PAGINA:
Pertanto questa forma era adatta a sperimentare le qualità triziogene dei litio-ceramici nei reattori
sperimentali ad alto flusso già menzionati, ma in questo caso la guaina era semplicemente un tubo
dove il “purging gas” passava per estrarre il trizio durante l’irraggiamento. Questa geometria era
stata battezzata “breeder in tube” (BIT). Alla fine degli anni novanta però gli ingegneri optarono per
una geometria più semplice ed efficace sia della forma del ceramico (a sferette o palline, “pebbles”)
sia della forma del loro contenitore che era una scatola attraversata da tubi in cui passava il fluido
termovettore per asportare il calore generato dalla reazione (3) e dall’energia depositata dalla
fusione DT (essenzialmente dai famosi neutroni veloci che devono perdere tutta la loro energia e
scomparire nel breeder-blanket). Questa soluzione ingegneristica fu chiamata “Breeder Out of
Tube” (BOT).

LAVORO DA SVOLGERE:
• a. Nel testo sui ceramici al litio, a che cosa serviva il "purging gas" che passava nel tubo della geometria BIT? Rispondi in non più di tre frasi.
• b. Prosegui il testo sui ceramici al litio dopo la sua ultima frase.
L'elenco non ha alcun ruolo in questo lavoro.

DATI REGISTRATI:
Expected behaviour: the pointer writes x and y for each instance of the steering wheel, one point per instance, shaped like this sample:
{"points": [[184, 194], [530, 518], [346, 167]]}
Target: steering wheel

RISPOSTE:
• a. Nella geometria "breeder in tube" la guaina era semplicemente un tubo in cui passava il "purging gas". Il gas serviva a estrarre il trizio durante l'irraggiamento.

• b.
I ricercatori olandesi svilupparono delle capsule adatte a provare queste “peble bed” nel loro (ma
anche nostro, è europeo) reattore HFR (High Flux Reactor) e come al solito Carlo Alvani riuscì a
preparare il nostro titanato di litio Li2TiO3 in magnifiche palline con la giusta densità, porosità,
dimensione e purezza per essere provate in un piccolo “pebble bed“ inserito nel rattore di Petten.
(l’esperimento si chiamava EXOTIC 8.9). Il nostro interesse per questo materiale derivava dal suo
singolare ed affascinante comportamento chimico, ed era l’unico dei candidati che non provato in
reattori veloci, anche se si ritiene che il suo danneggiamento dovrebbe essere simile al suo omologo
Li2ZrO3 ampiamente esaminato nel FFTF da Canada e USA con ottimi risultati.